* _PROBLEM DESCRIPTION_
Please give again, word for word, each line that falls between the line with "Target: black cable" and the end of the data, inclusive.

○ ○ ○ ○

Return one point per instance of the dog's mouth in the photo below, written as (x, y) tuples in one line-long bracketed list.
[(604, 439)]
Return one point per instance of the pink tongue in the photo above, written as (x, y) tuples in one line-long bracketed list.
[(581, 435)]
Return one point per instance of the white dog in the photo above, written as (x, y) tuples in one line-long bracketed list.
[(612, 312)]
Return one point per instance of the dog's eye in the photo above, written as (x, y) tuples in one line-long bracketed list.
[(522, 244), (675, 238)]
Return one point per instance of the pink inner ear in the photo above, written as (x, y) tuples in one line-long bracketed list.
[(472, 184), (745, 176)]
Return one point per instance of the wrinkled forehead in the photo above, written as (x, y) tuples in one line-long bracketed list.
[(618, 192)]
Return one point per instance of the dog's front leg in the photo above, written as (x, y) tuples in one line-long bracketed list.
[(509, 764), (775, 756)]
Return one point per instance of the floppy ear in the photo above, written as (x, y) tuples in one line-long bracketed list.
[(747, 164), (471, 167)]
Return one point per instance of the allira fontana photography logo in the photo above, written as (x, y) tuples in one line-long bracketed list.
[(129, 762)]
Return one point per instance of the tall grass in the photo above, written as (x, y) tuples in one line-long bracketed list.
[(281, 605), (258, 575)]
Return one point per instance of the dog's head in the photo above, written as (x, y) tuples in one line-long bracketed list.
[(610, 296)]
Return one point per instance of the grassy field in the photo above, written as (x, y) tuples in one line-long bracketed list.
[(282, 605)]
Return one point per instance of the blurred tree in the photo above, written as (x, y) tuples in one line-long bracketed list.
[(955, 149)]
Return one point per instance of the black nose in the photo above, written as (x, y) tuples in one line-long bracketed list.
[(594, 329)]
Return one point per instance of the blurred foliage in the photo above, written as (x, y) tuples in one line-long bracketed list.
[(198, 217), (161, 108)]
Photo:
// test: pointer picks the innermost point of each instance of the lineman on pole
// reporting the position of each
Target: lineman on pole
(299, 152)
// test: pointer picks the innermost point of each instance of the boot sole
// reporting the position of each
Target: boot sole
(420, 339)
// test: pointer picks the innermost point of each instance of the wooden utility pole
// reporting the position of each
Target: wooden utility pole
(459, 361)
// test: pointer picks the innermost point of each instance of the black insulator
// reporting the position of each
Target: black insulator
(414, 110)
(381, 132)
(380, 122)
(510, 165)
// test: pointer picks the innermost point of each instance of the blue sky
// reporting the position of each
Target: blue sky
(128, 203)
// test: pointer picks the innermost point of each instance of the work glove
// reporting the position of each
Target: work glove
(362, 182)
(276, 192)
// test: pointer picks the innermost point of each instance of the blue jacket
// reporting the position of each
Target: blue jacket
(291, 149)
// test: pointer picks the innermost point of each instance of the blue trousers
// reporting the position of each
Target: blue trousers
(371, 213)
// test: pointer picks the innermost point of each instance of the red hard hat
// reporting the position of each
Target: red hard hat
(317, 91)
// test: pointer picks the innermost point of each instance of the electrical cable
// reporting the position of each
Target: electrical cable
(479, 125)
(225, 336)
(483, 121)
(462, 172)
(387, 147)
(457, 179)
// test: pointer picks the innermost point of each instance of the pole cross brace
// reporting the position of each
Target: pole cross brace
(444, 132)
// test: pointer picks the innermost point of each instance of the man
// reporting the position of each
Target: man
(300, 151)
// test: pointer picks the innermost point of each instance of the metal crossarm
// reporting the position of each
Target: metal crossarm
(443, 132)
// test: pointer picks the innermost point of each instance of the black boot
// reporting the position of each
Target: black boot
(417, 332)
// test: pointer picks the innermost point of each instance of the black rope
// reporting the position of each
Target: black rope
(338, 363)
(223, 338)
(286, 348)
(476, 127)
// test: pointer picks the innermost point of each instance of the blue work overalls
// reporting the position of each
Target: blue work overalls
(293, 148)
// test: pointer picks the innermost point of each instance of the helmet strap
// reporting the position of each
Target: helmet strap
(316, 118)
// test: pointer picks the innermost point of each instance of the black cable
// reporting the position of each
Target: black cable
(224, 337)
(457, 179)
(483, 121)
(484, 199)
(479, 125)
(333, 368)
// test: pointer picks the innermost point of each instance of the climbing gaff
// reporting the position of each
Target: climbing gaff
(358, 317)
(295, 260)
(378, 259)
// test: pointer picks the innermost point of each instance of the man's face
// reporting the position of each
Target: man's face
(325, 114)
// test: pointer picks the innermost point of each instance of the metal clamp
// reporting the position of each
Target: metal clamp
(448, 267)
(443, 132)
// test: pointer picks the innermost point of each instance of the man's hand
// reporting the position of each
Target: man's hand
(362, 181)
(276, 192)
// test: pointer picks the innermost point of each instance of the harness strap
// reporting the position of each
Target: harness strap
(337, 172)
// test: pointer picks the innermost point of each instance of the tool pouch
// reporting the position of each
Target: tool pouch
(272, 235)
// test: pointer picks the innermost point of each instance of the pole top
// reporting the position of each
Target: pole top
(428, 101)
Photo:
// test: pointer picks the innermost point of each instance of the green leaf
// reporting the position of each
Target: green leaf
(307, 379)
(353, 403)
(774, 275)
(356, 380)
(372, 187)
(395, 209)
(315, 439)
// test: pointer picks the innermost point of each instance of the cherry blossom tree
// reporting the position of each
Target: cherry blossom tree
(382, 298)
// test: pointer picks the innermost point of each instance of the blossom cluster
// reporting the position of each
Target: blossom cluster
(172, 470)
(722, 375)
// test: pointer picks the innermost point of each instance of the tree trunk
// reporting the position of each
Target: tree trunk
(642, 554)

○ ○ ○ ○

* _ANSWER TO THIS TASK_
Target: black cable
(224, 337)
(457, 179)
(483, 121)
(484, 199)
(479, 125)
(333, 368)
// test: pointer picks the innermost point of each instance of the climbing gaff
// reporting the position of each
Target: climbing gaff
(358, 317)
(295, 260)
(378, 259)
// test: pointer picks the innermost point of each instance of the man's face
// reporting the position of each
Target: man's face
(325, 114)
// test: pointer picks the innermost point of each instance of the metal clamp
// reporting the position of each
Target: metal clamp
(448, 267)
(443, 132)
// test: pointer picks the innermost point of each instance of the man's hand
// reporting the position of each
Target: man's hand
(362, 181)
(276, 192)
// test: pointer picks the innermost point of each instance of the harness strap
// reporting the position of each
Target: harness strap
(337, 172)
// test: pointer picks the innermost point of each instance of the tool pouch
// reporting the position of each
Target: tool pouch
(272, 235)
// test: pointer picks the innermost point of each instance of the pole top
// reporting the position of each
Target: pole top
(428, 101)
Photo:
// test: pointer picks the innermost point of each instance of the green leaf
// reporting the position of each
Target: green leaf
(307, 379)
(353, 403)
(774, 275)
(356, 380)
(372, 187)
(395, 209)
(315, 439)
// test: pointer picks the innermost point of each instance of the cherry blossom tree
// reporting the position of each
Target: cherry blossom tree
(382, 298)
// test: pointer picks the innermost point of each instance of the blossom cluster
// reporting the position of each
Target: blossom cluster
(172, 470)
(722, 375)
// test: pointer picks the innermost point of each instance of the tree trunk
// reporting the position of each
Target: tree trunk
(642, 554)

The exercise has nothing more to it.